**Spatial localization data**.
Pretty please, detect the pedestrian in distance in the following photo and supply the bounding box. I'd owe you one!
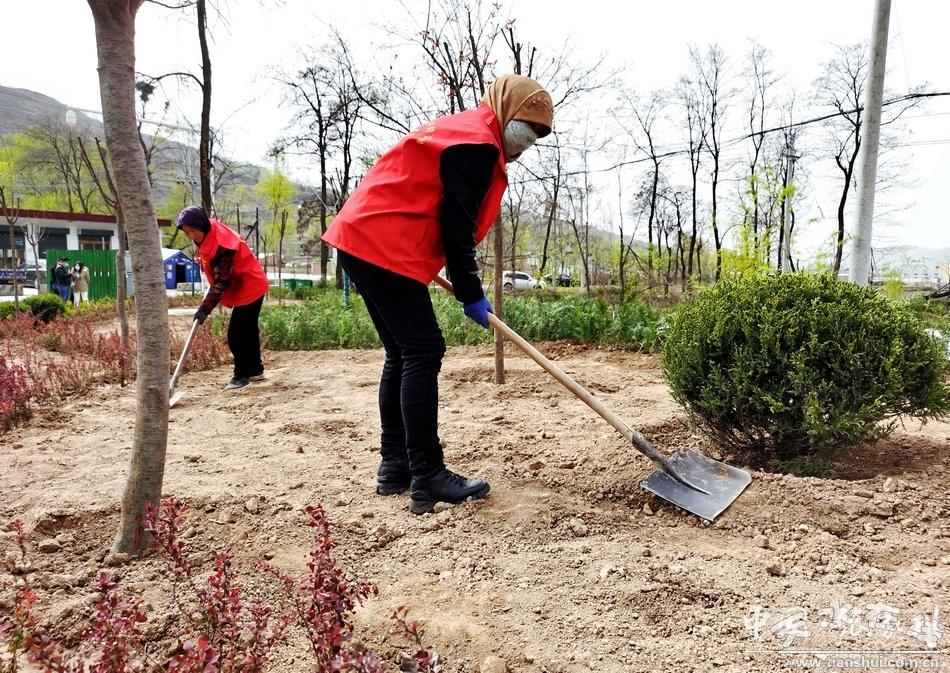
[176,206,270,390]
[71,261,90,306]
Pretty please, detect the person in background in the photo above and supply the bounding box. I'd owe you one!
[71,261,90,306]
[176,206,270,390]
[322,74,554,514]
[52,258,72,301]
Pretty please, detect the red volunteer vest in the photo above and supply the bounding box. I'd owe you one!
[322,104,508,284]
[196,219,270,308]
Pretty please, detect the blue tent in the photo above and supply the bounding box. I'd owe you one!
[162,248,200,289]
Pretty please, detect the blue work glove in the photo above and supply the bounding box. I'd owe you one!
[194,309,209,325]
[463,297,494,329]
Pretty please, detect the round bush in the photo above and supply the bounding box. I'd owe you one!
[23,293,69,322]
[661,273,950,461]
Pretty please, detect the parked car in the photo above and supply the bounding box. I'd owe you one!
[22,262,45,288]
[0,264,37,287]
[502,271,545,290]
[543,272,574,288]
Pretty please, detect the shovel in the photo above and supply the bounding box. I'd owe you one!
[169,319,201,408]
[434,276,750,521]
==
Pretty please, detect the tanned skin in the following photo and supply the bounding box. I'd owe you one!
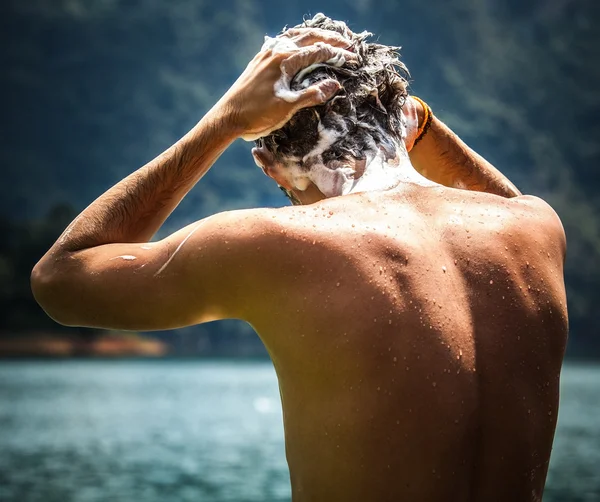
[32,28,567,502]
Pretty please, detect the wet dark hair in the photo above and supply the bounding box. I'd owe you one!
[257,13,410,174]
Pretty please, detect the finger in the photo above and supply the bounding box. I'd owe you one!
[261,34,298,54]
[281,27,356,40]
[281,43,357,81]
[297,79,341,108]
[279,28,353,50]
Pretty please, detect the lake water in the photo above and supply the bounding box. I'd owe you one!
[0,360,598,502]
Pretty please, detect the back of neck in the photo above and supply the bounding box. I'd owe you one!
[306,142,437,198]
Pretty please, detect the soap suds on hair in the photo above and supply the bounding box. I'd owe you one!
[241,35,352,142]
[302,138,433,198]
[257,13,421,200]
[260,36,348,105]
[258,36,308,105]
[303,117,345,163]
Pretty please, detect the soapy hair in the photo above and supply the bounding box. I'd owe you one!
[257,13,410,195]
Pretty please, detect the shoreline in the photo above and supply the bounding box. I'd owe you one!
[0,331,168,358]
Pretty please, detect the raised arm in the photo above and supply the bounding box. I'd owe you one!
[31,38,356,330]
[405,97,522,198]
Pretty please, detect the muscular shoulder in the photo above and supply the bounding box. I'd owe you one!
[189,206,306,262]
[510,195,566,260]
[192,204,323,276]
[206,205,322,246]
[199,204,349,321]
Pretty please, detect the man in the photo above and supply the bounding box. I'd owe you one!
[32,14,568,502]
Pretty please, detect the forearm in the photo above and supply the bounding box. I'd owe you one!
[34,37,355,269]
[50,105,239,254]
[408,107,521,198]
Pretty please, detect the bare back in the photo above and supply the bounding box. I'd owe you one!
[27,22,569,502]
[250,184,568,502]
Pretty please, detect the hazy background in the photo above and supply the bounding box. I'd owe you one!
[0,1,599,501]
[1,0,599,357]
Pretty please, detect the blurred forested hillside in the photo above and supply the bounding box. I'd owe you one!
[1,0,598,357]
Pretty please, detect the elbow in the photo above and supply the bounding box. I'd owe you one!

**Assignment**.
Only the lines above from the line with "Pretty please, detect the raised" to the line with "Pretty please, detect the elbow", those two lines included, should be reproduced exactly.

**Result for this task**.
Pretty please, detect the raised arm in the photo above and supply the bounding box. I'd owe you one!
[31,38,356,330]
[405,97,522,198]
Pretty please, detect the muscular shoulder in the photo above and supply the bounding box. I'd owe you one!
[189,206,306,262]
[510,195,566,260]
[192,204,323,276]
[206,205,322,246]
[199,204,349,321]
Pretty please, detect the man in the photo above and supply the bounding box. I'd owe you one!
[32,14,568,502]
Pretty please, detect the forearm in the photo above and supply the bounding box. I'd owe you one!
[34,37,355,269]
[50,105,239,254]
[408,107,521,198]
Pretty please, detect the bare back in the photo above and supply the bounding box. I'd owe you one!
[27,22,569,502]
[250,184,568,502]
Pretty please, detect the hazy background in the photo above and supply the bounding box. I'd owe you one!
[0,1,599,501]
[1,0,599,357]
Pretty please, detect the blurred forested hillside in the photo above and supply the bounding box. I'd owe you one!
[1,0,598,357]
Pretty please, detect the elbow in the photo above and supply the bounding box. I'd owe you one!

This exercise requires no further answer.